PROVIDED TEXT:
Saturday, March 13, 2010

“When your friends begin to flatter you on how young you look, it’s a sure sign you’re getting old.”, Mark Twain.

ellen-small-version-at-age-4_sI’ve always looked young for my age. It was so embarrassing when the janitor in my Junior Highschool stopped my friend and I in the corridor to ask us where we were going, also annoying when I wanted to drink before I turned 21 (that was the age then in Ontario) and it felt insulting being asked for ID years after I was finally of age.

Then, as I moved through midlife, it became quite enjoyable to look five to ten years younger than my chronological age. I guess my genes are good, I’ve got Welsh skin, and I’ve looked after myself fairly well re diet and sleep, and in the latter years with exercise, and have released lots of old emotions that show up on the face through acupuncture etc.

But as I grew older I became more and more aware that looking youthful was a good thing, the optimum goal, in my society, because aging just wasn’t okay. Being a product of my culture I’ve not liked the signs of aging I’ve noticed on my body, and preferred to pretend they weren’t happening (you know, the old, ‘everyone else is looking older but not me’ idea).

Talk about delusional…This sounds ridiculous even as I write it, but I have a preferred mirror in my house, in the bathroom, where I experience sort of a Through the Looking Glass kind of metamorphosis: In my own eyes I look younger in that mirror than I do in the mirrors in the house or elsewhere. Go figure!

PARTS OF THE EXERCISE:
A – From the blog post on looking young, list each early situation in which the writer's youthful appearance caused trouble, along with the feeling the writer attaches to it.
B – Write the next part of the blog post on looking young, picking up after its final sentence.
The items have no connection to the blog post on looking young.

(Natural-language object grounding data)
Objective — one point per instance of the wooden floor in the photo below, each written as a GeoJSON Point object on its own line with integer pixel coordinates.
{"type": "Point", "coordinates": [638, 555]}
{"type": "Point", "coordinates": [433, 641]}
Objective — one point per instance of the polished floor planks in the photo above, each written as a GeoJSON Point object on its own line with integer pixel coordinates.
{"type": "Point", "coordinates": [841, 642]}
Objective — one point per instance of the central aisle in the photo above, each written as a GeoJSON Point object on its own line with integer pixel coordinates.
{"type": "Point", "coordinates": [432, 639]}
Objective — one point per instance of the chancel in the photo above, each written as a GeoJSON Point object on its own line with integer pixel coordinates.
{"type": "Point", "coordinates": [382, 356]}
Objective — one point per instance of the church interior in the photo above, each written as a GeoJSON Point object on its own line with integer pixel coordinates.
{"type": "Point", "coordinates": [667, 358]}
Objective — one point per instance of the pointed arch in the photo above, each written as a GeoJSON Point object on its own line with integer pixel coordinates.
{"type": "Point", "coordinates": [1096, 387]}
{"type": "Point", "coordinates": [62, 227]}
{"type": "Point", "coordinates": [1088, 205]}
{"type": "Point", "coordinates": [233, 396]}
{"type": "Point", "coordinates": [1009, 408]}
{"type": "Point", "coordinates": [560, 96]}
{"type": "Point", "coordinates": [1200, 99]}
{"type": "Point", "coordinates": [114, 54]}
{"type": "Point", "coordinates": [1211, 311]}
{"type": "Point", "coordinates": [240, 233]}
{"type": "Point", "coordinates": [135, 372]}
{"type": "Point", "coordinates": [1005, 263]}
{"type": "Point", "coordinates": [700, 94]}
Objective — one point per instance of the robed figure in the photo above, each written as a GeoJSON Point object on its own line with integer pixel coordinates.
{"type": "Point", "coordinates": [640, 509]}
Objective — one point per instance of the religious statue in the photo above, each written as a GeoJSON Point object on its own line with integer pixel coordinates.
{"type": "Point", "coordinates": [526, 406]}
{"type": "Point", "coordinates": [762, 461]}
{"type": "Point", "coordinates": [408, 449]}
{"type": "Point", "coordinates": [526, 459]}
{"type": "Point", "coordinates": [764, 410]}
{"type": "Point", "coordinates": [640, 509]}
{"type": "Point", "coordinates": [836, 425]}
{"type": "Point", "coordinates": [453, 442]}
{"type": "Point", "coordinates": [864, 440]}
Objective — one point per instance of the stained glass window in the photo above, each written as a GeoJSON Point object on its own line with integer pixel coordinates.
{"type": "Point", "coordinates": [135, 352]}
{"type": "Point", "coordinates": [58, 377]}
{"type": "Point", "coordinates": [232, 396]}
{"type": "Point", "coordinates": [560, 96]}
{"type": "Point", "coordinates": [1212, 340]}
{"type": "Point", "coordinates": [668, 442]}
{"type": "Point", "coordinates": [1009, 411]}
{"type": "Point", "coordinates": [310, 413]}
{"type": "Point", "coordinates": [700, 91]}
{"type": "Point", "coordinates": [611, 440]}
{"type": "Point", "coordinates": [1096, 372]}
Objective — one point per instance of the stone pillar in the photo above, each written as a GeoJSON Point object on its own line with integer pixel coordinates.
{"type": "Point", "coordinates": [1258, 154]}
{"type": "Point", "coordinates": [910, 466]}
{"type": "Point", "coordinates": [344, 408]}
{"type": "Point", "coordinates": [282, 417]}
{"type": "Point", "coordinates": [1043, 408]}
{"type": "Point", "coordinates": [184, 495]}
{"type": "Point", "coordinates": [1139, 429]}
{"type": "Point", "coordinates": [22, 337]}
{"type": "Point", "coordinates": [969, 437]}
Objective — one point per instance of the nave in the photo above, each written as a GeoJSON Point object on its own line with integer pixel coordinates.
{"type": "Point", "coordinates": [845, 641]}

EXERCISE ANSWERS:
A –
- A janitor in junior high stopped the writer and a friend in the corridor to ask where they were going: embarrassing.
- Wanting to drink before turning 21, then the legal age in Ontario: annoying.
- Being asked for ID years after finally reaching that age: insulting.

B –
My dislike of growing old was really brought home to me when I turned 60 last spring and I didn’t want to celebrate the event.(My friend hosted a nice, small dinner party for me in the end). When I was away recently in India, I caught myself saying negative things about my aging several times, as we often met younger travelers on our way. I was aware of my comments and also of their responses, which boiled down to ‘you’re as young as you feel; just keep fit”.

So I made up my mind to embrace the aging that is beginning to show more on my face – embrace and love it. Naming my bias and setting the intention to change makes a real difference for me.

I spoke about all of this to a woman I’ve known for many years just last week. She said that the ‘keep fit, young as you feel’ variety of comments were dissmissive of aging people. I had to agree with that.

We also both agreed that being told that you don’t look your age is implying that there’s something wrong with looking that age. That’s comes as no surprise at all in our youth driven society. I’ve written about that before, so I won’t belabor it now.

I invite you, as part of your Daily Coaching Practice to consider the following:

  • What judgments did I make about myself or someone else today or this week because of their age?
  • How do I beat myself up because of my internalized ageism?
  • What new messages do I want to give myself about aging?